_Given records_
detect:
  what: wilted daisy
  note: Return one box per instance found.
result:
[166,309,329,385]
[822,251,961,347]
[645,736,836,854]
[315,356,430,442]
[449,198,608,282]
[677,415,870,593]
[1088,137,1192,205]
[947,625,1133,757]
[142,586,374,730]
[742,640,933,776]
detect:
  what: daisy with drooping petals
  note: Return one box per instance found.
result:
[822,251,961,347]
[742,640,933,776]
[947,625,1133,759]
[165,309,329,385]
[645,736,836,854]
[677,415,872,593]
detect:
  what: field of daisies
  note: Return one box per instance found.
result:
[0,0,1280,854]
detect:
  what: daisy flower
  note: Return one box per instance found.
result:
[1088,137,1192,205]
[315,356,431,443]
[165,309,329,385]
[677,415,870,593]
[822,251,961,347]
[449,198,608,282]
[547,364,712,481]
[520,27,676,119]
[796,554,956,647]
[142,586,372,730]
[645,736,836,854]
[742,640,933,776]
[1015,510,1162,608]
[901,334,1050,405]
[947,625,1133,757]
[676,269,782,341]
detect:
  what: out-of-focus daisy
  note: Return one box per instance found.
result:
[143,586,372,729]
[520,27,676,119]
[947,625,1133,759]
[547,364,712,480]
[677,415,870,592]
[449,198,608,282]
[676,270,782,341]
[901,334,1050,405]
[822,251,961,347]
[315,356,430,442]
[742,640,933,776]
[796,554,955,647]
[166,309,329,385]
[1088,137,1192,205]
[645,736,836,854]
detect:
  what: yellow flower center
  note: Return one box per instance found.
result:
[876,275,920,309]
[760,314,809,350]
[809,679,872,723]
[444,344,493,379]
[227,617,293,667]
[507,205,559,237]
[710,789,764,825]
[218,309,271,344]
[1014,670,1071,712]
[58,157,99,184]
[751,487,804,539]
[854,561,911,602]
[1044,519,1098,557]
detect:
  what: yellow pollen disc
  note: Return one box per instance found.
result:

...

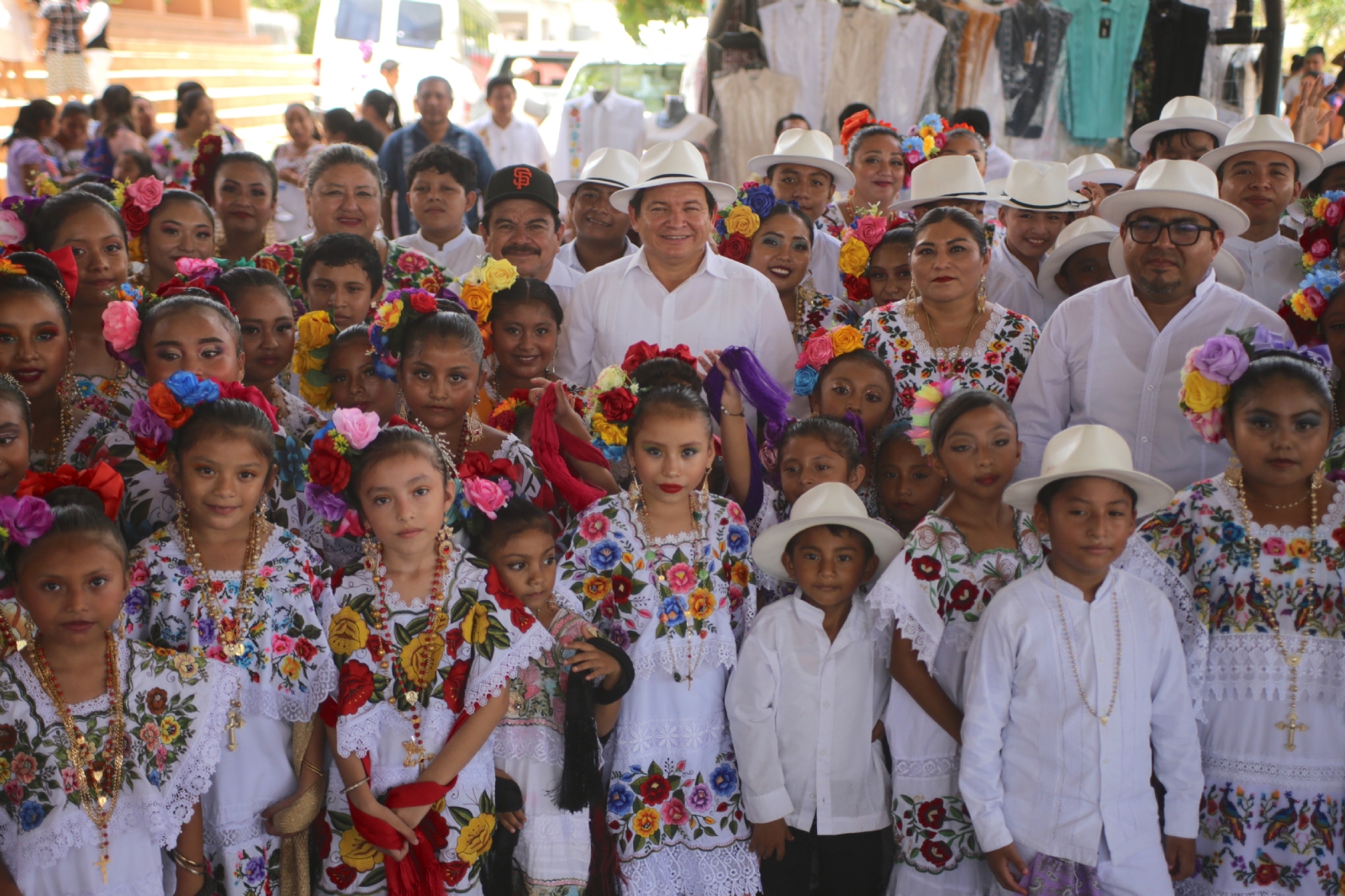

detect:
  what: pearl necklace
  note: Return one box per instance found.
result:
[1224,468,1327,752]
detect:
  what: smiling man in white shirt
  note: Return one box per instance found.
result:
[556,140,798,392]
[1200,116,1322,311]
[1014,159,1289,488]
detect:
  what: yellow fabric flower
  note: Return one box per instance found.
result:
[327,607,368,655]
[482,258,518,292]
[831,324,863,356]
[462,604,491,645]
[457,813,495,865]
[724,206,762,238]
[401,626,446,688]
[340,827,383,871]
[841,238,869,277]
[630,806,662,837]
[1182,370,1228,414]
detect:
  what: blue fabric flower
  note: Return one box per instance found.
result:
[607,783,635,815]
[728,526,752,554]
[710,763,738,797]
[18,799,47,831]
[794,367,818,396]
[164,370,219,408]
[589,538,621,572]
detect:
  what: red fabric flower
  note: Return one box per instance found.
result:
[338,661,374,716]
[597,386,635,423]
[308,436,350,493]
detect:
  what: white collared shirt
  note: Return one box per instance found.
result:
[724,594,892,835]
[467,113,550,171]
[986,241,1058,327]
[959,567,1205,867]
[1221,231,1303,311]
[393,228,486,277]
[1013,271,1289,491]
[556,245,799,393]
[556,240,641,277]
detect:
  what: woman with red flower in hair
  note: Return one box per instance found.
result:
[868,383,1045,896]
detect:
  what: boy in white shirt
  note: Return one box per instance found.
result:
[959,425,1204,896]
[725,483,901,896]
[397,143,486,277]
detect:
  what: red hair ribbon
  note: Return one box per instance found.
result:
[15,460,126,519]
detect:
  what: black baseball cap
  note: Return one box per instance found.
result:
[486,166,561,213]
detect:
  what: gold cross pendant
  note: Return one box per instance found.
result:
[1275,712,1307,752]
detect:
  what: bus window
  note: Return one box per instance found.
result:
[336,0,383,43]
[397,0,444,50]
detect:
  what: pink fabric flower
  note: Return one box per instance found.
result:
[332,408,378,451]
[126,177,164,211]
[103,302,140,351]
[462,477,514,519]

--

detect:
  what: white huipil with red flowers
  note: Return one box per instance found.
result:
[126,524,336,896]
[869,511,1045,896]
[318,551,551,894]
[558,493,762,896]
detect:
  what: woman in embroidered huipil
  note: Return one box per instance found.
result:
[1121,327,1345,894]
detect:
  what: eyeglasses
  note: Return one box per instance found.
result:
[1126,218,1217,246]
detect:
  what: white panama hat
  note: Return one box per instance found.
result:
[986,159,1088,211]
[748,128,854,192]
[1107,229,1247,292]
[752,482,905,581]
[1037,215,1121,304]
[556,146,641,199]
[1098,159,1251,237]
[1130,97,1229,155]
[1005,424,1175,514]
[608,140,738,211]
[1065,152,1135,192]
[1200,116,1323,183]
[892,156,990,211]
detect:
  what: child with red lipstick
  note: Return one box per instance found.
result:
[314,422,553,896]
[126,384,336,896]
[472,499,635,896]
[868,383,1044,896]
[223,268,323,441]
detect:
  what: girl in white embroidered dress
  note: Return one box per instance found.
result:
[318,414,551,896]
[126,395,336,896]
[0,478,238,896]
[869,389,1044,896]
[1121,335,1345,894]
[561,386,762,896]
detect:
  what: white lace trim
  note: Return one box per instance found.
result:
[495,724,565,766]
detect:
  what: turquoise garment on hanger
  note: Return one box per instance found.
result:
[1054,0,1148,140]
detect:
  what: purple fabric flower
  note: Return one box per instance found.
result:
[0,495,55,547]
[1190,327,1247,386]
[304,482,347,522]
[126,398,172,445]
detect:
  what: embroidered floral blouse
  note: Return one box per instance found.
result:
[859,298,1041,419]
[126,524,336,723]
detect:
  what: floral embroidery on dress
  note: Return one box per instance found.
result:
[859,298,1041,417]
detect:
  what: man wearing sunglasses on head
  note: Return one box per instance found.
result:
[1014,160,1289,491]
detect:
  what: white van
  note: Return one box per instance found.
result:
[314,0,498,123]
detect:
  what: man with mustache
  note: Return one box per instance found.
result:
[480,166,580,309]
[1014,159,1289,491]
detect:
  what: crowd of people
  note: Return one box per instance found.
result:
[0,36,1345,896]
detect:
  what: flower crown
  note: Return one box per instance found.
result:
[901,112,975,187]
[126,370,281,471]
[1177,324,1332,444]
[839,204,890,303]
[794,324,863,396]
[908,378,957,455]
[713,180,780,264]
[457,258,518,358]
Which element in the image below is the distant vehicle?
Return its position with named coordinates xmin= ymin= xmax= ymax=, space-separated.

_Given problem_
Find each line in the items above that contains the word "woman", and copy every one of those lines.

_Written reply_
  what: woman with red flower in hair
  what: woman in embroidered huipil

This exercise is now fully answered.